The exercise
Copy out the hydrogen vaporizer passage word for word, in full.

Excerpted passage
INDUSTRIAL APPLICABILITY

[0027] The system 100 of the present disclosure may be used to simultaneously cool hydrogen fuel cell cooling fluid while vaporizing liquid hydrogen for providing to a fuel cell (e.g., a proton-exchange membrane fuel cell (PEMFC)).

[0028] Referring back to FIG. 1, the primary vaporizer 102 and the secondary vaporizer 126 may receive liquid hydrogen from the liquid hydrogen supply 124 via the hydrogen pump 125 and a liquid hydrogen supply line 127 and may vaporize the hydrogen in order to provide gaseous hydrogen to a fuel cell stack (not shown) with the hydrogen gas supply 122 through a hydrogen gas supply line 129. The liquid hydrogen supply 124 may include a tank storing the hydrogen at an appropriate temperature and pressure to maintain the hydrogen in a liquid form (e.g., 423 deg. F. at 14.7 psi). The hydrogen gas supply 122 may supply gaseous hydrogen to, for example, a fuel cell stack for powering a server farm or other system, which system may generate a heat load requiring cooling by the radiator 108. In some embodiments, the fuel cell stack may power a vehicle (e.g., a large hauling truck). The vaporizers 102, 126 may add heat to the liquid hydrogen, changing the phase of the hydrogen from liquid to gas. In some aspects, the vaporizers 102, 126 may operate at a temperature that is lower than the temperature of the ambient environment due to the vaporization of the hydrogen in their tubes, and this temperature may be conducive to condensing liquid from the atmosphere. The system 100 may be configured to capture the liquid that condenses on one or more of the vaporizers 102, 126.

Pointing dataset records
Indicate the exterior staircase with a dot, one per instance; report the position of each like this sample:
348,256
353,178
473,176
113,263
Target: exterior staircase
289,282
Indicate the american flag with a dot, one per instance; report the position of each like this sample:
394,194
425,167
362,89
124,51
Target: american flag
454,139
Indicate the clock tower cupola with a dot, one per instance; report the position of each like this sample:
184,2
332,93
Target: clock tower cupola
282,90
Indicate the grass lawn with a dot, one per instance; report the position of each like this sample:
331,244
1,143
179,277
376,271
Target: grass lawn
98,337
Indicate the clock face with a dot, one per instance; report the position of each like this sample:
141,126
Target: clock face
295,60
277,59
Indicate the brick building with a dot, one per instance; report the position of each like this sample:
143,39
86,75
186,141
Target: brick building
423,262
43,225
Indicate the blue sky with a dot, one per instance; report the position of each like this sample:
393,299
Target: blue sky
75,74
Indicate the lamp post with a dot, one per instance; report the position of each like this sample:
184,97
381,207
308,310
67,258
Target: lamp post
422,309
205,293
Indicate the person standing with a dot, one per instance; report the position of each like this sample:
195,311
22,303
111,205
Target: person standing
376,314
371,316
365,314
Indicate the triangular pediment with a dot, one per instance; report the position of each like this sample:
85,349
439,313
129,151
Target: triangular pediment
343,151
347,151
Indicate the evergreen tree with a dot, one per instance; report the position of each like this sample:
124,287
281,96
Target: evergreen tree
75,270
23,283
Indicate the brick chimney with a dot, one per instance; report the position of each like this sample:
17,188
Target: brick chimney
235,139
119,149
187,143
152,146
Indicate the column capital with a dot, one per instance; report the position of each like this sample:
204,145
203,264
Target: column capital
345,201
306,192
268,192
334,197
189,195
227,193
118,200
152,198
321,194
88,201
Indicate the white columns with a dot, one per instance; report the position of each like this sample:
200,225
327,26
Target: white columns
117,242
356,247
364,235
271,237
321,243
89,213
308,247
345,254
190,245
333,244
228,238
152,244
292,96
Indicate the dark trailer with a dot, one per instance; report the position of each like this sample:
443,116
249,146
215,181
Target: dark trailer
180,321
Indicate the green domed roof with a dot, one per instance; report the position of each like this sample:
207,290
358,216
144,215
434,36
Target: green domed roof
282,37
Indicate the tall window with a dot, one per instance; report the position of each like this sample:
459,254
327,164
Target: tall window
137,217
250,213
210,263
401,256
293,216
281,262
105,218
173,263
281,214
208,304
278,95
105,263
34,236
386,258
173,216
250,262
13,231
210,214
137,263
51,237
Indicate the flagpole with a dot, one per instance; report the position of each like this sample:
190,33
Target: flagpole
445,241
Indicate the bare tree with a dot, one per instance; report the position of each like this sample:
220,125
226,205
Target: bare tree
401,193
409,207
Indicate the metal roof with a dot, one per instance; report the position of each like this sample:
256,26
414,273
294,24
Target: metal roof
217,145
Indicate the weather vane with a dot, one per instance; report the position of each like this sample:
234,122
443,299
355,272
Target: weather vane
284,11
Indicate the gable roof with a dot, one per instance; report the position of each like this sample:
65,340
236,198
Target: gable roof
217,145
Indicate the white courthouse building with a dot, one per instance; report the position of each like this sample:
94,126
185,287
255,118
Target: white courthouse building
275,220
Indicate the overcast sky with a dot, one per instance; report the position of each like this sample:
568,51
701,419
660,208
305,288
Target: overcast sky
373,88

---

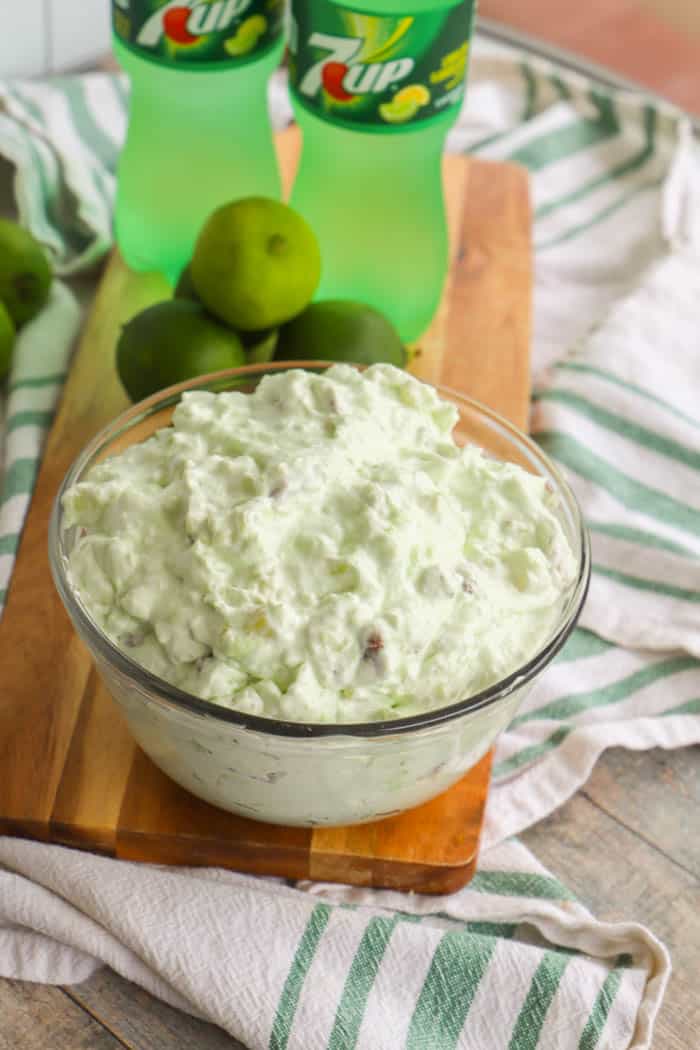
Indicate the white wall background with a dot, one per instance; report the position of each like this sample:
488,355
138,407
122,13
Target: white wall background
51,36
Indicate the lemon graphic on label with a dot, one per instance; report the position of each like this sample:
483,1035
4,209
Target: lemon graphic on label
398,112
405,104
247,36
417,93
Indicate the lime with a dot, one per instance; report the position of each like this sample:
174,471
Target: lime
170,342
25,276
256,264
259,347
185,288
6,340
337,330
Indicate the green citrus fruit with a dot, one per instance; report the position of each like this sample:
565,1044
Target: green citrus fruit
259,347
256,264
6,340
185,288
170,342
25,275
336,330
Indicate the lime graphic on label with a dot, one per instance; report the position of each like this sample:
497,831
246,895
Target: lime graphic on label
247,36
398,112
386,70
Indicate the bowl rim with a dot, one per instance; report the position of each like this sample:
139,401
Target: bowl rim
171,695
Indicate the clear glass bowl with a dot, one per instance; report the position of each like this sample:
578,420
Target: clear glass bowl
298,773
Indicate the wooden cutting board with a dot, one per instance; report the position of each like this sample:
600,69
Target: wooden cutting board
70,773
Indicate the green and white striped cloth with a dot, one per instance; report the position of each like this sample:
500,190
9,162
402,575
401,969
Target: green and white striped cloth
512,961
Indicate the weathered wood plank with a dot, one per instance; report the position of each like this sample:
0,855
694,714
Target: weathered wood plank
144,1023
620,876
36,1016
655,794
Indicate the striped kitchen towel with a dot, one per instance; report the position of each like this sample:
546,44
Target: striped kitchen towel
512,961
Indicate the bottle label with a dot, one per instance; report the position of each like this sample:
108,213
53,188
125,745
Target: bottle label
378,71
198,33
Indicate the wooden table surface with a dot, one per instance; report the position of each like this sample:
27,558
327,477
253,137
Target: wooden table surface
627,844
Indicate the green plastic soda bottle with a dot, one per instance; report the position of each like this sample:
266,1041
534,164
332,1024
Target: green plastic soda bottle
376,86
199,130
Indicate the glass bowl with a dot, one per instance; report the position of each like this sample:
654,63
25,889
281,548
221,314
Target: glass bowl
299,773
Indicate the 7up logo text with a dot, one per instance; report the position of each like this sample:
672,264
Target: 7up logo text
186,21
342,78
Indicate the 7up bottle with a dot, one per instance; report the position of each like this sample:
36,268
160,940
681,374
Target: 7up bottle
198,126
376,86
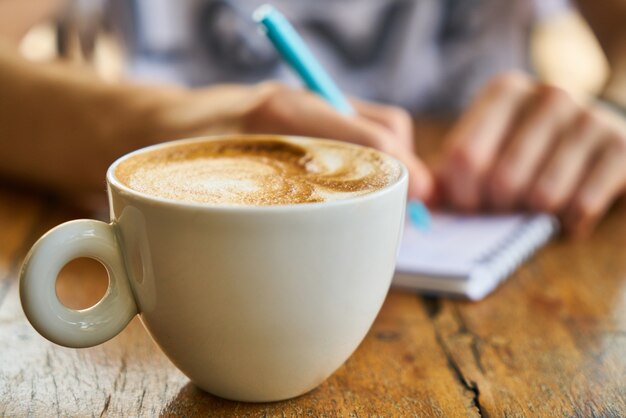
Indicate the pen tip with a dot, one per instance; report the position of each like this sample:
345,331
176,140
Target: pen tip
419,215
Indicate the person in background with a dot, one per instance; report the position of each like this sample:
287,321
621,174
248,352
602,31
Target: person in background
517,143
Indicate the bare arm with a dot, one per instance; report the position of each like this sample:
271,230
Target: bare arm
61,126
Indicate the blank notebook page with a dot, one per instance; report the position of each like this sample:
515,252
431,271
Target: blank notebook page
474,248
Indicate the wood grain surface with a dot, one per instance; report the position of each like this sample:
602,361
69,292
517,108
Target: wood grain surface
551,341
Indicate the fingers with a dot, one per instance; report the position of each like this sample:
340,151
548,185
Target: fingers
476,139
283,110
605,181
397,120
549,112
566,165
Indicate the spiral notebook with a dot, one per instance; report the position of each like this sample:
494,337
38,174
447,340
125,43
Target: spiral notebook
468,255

Solved problem
INDUSTRIAL APPLICABILITY

[0027] The system 100 of the present disclosure may be used to simultaneously cool hydrogen fuel cell cooling fluid while vaporizing liquid hydrogen for providing to a fuel cell (e.g., a proton-exchange membrane fuel cell (PEMFC)).

[0028] Referring back to FIG. 1, the primary vaporizer 102 and the secondary vaporizer 126 may receive liquid hydrogen from the liquid hydrogen supply 124 via the hydrogen pump 125 and a liquid hydrogen supply line 127 and may vaporize the hydrogen in order to provide gaseous hydrogen to a fuel cell stack (not shown) with the hydrogen gas supply 122 through a hydrogen gas supply line 129. The liquid hydrogen supply 124 may include a tank storing the hydrogen at an appropriate temperature and pressure to maintain the hydrogen in a liquid form (e.g., 423 deg. F. at 14.7 psi). The hydrogen gas supply 122 may supply gaseous hydrogen to, for example, a fuel cell stack for powering a server farm or other system, which system may generate a heat load requiring cooling by the radiator 108. In some embodiments, the fuel cell stack may power a vehicle (e.g., a large hauling truck). The vaporizers 102, 126 may add heat to the liquid hydrogen, changing the phase of the hydrogen from liquid to gas. In some aspects, the vaporizers 102, 126 may operate at a temperature that is lower than the temperature of the ambient environment due to the vaporization of the hydrogen in their tubes, and this temperature may be conducive to condensing liquid from the atmosphere. The system 100 may be configured to capture the liquid that condenses on one or more of the vaporizers 102, 126.